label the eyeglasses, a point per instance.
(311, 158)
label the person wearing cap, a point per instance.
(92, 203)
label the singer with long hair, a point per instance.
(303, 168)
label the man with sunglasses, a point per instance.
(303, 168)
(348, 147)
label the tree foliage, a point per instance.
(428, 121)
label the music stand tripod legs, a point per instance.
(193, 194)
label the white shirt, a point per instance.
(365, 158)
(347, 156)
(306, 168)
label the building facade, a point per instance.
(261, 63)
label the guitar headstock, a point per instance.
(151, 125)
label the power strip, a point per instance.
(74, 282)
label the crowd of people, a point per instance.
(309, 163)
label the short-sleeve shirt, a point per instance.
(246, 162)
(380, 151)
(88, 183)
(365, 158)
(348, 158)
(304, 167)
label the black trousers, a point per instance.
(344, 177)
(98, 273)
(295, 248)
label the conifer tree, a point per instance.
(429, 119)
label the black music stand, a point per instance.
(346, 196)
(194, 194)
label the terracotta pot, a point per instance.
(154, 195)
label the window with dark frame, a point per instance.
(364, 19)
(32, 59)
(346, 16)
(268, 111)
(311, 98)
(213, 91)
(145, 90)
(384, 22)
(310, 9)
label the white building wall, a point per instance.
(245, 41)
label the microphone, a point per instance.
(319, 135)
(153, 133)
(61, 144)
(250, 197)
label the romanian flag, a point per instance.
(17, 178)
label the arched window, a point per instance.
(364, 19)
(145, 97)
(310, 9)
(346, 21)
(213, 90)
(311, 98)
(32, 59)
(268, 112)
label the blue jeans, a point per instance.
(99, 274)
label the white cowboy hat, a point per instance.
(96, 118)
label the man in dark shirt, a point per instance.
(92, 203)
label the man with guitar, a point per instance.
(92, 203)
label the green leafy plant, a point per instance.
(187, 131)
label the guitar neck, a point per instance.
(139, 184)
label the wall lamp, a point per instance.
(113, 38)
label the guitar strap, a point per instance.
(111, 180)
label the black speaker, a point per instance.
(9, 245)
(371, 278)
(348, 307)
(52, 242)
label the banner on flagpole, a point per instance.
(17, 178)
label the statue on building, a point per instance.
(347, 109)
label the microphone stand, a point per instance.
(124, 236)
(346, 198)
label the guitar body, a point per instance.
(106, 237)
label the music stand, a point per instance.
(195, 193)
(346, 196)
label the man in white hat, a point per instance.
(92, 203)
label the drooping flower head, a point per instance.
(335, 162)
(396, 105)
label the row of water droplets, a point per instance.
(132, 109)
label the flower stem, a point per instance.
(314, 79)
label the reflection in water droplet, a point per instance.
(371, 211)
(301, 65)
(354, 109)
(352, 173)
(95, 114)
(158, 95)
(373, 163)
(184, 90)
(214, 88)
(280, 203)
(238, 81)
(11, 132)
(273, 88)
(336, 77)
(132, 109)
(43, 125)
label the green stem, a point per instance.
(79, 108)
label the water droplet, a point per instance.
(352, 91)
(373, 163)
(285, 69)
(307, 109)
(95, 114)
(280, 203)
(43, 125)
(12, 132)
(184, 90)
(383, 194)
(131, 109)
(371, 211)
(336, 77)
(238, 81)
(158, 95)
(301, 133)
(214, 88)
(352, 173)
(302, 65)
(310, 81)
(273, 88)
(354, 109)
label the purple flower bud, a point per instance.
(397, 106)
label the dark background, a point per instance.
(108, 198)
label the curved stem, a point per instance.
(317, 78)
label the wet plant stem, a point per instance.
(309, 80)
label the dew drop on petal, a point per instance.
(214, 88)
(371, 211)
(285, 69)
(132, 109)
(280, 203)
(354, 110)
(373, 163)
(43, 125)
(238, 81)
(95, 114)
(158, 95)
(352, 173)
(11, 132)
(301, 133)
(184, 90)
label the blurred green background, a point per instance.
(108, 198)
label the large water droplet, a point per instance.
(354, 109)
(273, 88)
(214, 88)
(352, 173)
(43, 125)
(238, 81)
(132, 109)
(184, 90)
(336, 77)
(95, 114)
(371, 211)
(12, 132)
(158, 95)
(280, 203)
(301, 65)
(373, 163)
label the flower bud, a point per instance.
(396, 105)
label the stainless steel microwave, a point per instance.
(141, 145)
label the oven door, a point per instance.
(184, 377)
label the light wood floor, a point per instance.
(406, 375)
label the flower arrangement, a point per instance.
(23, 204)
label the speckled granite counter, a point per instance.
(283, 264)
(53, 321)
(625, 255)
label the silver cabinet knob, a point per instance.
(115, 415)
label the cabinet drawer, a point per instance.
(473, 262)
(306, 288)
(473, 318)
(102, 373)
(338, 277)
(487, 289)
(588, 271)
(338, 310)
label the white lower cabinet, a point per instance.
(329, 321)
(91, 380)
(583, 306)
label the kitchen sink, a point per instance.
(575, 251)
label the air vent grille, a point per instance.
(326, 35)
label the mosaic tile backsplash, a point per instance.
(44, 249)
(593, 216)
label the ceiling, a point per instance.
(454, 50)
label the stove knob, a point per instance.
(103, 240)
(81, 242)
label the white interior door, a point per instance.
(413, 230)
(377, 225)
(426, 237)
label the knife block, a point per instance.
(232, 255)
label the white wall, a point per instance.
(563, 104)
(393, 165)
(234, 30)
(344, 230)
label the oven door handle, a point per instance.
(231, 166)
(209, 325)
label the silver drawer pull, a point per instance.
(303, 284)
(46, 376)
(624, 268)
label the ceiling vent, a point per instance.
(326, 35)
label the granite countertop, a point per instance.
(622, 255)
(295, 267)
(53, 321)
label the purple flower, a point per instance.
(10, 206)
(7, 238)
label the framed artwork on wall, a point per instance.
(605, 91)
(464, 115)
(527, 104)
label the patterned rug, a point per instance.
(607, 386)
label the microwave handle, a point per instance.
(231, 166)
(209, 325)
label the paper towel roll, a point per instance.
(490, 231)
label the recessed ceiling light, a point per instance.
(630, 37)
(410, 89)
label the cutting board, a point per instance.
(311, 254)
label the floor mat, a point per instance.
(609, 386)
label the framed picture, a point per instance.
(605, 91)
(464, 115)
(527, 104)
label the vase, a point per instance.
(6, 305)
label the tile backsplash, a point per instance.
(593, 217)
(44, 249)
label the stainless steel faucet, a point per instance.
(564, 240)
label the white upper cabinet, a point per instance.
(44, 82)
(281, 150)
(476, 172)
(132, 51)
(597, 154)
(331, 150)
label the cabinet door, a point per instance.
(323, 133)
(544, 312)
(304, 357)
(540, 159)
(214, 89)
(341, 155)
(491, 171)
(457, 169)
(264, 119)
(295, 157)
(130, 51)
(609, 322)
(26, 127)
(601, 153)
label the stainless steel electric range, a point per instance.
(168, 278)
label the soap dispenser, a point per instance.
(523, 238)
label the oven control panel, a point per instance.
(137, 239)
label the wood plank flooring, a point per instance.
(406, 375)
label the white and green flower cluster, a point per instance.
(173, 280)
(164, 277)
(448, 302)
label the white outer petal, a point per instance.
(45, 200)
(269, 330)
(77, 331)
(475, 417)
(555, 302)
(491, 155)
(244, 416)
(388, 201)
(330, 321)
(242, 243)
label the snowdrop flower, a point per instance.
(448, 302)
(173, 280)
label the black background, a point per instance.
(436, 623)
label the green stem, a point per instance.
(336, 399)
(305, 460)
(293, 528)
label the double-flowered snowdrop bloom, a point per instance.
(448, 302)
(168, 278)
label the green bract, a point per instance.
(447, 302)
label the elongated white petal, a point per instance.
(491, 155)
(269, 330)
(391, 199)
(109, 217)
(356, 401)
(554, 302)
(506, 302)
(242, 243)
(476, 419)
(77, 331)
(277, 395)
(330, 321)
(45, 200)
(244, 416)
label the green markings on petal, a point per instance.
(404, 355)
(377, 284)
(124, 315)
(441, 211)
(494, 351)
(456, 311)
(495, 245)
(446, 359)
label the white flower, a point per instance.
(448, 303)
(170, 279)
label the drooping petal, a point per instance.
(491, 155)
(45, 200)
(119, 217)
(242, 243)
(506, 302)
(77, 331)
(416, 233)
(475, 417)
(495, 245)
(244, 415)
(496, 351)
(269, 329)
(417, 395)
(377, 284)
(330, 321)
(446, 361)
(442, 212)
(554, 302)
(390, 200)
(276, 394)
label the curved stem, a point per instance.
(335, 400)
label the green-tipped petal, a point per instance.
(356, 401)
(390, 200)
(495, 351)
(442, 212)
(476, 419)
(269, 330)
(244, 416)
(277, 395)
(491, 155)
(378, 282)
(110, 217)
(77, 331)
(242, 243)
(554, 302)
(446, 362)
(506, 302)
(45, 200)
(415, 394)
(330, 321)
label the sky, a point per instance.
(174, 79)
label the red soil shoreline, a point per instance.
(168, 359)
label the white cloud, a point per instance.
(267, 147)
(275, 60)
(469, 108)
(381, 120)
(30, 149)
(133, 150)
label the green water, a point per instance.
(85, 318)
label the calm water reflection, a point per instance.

● ● ● ●

### GIVEN PROBLEM
Repeat exactly the lines above, starting with the line that contains "label the green-tipped" and ending with the last line, both included, and nothing else.

### SOLUTION
label the green-tipped petal, a point per instance.
(356, 401)
(390, 200)
(495, 351)
(442, 212)
(476, 419)
(269, 330)
(244, 416)
(277, 395)
(491, 155)
(378, 282)
(110, 217)
(77, 331)
(242, 243)
(554, 302)
(446, 362)
(506, 302)
(45, 200)
(415, 394)
(330, 321)
label the sky, a point per instance.
(174, 79)
label the red soil shoreline, a point per instance.
(168, 359)
label the white cloud, a point per instance.
(267, 147)
(275, 60)
(469, 108)
(381, 120)
(30, 149)
(133, 150)
label the green water, a point per instance.
(85, 318)
label the calm water reflection, a point per instance.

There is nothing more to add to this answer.